» **DIRECTIONS FOR THIS TASK**
Reproduce verbatim the section of the entries below that opens with the line containing "Expected behaviour: mark a point on the man's hand, one" and closes with the line containing "[[610, 414]]", both included. Copy only those lines.

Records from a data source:
· · · · · · ·

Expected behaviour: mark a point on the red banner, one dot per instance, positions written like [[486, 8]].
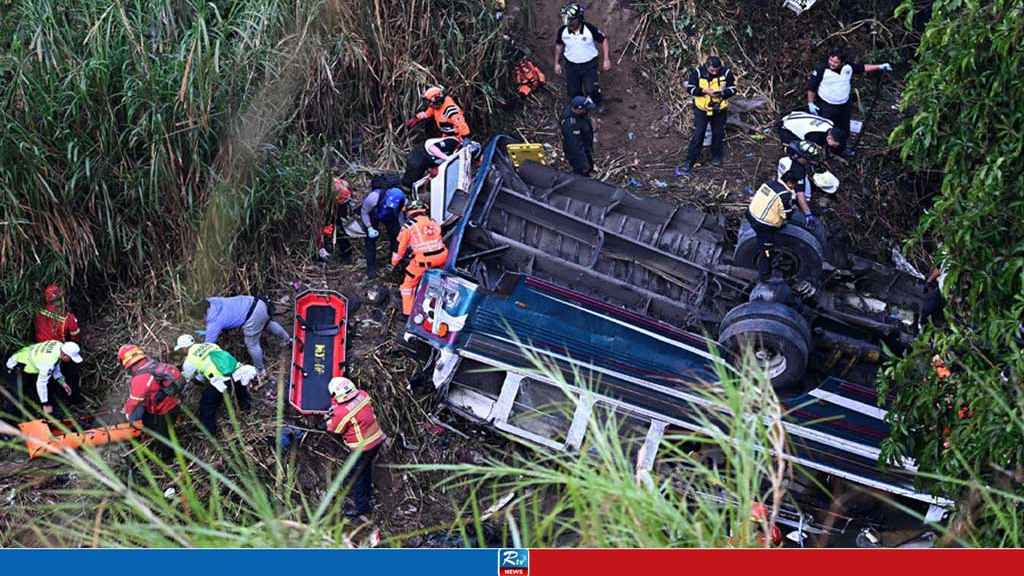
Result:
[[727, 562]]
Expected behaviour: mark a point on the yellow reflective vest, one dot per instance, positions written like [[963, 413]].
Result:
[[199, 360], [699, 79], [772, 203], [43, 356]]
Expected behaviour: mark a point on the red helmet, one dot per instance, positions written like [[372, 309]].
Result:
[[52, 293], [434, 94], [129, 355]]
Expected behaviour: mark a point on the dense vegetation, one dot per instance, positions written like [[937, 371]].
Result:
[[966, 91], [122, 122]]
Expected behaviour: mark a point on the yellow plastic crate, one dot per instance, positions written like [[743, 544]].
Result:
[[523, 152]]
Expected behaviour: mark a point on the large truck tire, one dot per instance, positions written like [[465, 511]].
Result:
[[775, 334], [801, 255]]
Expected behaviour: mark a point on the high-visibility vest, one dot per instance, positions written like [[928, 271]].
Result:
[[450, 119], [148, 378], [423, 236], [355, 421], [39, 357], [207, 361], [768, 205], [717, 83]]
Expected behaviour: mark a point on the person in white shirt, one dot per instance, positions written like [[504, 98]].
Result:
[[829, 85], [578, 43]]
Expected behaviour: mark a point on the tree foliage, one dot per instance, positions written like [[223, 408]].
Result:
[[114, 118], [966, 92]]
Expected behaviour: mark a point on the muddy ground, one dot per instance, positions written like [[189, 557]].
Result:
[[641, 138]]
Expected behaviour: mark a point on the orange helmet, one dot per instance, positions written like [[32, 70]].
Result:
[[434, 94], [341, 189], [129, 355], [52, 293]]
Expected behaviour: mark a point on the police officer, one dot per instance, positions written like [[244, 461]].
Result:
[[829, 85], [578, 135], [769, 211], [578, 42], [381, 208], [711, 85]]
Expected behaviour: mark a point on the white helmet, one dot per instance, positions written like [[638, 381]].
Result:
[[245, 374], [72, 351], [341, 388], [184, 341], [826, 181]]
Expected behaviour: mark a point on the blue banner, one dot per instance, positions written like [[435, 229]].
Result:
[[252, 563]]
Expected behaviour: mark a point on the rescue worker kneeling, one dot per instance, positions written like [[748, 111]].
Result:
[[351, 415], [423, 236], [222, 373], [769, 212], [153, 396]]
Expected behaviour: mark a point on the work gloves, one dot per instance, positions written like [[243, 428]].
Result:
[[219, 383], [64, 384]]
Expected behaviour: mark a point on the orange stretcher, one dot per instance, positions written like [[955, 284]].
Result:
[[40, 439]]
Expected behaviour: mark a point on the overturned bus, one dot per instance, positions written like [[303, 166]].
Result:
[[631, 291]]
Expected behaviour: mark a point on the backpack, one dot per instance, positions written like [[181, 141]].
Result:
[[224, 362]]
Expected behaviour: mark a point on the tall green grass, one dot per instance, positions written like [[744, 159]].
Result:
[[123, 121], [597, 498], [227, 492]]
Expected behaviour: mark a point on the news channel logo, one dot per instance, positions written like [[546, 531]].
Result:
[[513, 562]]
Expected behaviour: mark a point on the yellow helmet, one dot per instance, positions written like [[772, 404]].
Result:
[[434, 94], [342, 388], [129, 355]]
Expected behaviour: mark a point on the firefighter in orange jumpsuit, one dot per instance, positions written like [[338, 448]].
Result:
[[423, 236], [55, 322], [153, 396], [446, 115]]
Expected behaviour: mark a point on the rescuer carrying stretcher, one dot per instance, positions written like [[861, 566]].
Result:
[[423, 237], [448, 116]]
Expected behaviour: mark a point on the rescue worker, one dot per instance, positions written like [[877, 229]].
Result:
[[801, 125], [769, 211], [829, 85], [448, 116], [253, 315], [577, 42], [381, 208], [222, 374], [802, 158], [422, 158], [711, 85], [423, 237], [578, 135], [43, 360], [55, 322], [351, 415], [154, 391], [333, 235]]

· · · · · · ·

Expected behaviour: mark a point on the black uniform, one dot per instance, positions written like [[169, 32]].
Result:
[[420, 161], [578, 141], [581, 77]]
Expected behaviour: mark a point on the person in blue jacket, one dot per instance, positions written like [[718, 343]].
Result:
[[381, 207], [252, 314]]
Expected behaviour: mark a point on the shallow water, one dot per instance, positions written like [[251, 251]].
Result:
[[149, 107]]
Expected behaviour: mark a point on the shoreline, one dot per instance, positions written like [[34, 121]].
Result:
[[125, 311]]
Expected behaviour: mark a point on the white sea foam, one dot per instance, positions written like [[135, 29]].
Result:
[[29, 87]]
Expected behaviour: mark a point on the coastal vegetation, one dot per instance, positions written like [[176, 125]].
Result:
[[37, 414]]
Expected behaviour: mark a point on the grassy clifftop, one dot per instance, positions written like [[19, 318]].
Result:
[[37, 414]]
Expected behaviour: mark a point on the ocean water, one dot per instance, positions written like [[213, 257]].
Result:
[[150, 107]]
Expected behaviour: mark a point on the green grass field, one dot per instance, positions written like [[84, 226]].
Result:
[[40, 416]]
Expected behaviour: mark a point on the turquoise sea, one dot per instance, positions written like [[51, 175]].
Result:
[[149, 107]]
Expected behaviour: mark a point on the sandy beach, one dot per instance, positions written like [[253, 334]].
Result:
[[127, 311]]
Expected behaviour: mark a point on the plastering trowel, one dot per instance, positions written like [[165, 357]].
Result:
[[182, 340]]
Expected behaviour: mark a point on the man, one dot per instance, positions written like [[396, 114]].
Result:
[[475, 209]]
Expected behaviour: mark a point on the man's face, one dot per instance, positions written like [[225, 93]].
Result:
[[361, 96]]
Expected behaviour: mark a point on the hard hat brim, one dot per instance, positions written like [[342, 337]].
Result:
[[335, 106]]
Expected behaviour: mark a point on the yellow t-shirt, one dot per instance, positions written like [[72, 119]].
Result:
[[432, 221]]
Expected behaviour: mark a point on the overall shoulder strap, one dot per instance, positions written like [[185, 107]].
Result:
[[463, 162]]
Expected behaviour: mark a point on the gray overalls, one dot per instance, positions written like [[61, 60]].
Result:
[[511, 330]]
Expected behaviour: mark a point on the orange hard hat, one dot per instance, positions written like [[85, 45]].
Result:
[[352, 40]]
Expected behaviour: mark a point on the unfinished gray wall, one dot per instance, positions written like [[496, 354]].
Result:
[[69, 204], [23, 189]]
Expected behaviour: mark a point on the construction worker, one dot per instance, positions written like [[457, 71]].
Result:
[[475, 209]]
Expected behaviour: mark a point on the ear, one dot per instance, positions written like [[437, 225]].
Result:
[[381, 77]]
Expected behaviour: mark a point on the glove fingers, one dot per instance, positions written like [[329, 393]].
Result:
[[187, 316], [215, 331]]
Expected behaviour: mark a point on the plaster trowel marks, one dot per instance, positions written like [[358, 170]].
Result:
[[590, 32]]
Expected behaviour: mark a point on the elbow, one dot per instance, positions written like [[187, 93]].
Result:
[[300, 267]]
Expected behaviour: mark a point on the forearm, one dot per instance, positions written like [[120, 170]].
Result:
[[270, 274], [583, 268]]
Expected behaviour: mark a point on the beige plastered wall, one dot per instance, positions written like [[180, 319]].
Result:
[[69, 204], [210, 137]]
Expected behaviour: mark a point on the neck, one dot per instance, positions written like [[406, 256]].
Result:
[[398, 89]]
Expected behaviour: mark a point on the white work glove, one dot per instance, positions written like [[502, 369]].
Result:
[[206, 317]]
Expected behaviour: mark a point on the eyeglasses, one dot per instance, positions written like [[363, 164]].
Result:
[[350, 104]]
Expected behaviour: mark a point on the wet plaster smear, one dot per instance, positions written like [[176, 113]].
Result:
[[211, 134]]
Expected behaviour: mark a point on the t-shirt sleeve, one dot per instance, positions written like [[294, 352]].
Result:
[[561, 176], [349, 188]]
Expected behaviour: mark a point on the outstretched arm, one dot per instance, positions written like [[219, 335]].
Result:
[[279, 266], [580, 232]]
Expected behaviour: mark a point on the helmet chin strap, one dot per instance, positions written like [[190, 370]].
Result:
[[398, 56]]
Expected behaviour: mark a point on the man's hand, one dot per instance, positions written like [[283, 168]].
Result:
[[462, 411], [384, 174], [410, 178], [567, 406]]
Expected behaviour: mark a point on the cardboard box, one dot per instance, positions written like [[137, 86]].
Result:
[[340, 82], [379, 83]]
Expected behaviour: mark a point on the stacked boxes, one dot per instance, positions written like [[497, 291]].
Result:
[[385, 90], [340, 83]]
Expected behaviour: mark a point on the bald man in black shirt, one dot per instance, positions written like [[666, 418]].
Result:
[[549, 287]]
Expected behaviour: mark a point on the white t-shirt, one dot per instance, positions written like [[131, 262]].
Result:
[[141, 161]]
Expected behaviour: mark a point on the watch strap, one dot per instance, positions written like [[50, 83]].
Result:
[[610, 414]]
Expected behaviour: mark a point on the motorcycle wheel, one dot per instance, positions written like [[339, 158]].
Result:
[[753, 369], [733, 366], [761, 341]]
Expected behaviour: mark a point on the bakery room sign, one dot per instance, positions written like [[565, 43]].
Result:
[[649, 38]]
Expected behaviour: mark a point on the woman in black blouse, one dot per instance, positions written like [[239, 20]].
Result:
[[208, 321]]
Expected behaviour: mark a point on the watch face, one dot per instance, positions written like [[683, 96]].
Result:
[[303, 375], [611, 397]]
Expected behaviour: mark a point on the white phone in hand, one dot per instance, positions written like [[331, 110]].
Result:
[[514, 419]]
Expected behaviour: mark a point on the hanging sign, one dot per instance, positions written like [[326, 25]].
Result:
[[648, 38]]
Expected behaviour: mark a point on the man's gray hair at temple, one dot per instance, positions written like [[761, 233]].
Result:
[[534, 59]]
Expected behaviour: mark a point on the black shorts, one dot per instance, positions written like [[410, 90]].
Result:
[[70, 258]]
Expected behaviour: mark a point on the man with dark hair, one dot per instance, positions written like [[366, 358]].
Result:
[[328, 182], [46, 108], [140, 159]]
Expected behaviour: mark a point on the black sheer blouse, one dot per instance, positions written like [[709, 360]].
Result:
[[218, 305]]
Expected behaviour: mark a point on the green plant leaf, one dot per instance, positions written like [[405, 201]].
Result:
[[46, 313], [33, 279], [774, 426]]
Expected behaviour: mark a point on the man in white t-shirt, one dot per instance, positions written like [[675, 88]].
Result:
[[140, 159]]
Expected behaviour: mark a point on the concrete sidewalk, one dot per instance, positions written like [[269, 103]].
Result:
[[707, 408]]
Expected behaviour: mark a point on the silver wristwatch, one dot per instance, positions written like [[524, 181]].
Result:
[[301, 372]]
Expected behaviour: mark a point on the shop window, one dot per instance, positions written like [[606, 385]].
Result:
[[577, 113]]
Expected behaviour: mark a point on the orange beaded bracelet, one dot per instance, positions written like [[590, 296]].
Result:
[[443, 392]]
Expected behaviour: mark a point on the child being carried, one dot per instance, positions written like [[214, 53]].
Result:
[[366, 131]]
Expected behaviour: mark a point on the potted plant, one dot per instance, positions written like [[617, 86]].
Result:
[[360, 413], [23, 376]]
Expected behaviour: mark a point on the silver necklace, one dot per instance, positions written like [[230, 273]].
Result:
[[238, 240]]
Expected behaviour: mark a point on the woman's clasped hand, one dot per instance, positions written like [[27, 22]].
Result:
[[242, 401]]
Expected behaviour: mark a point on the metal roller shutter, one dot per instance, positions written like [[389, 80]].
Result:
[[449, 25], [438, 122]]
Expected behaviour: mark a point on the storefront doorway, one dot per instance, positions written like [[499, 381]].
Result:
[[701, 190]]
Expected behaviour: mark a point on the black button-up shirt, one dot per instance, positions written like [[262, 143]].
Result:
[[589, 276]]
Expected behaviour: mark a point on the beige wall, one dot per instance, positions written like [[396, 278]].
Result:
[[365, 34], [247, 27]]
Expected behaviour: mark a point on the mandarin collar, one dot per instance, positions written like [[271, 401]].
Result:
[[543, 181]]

· · · · · · ·

» **RESPONSE TO THE EXERCISE**
Expected behaviour: mark a point on the man's hand, one dot per instance, positions written like [[283, 168]].
Result:
[[462, 411], [384, 174], [410, 178], [567, 406]]
Expected behaviour: mark a point on the cardboard box, one dot per instance, positions written like [[137, 86]].
Result:
[[340, 82], [379, 83]]
Expected behaviour: mark a point on the stacked boxes, one dot per instance, positions written like [[497, 291]].
Result:
[[385, 90], [340, 83]]
Expected behaviour: mark a point on the bald man in black shirt, one dot per instance, positions written like [[666, 418]].
Result:
[[549, 287]]
Expected behaviour: mark a point on the white t-shirt, one dot per instance, positions written like [[131, 262]].
Result:
[[141, 161]]
Expected behaviour: mark a point on the watch strap, one dot per instance, positions written like [[50, 83]].
Result:
[[610, 414]]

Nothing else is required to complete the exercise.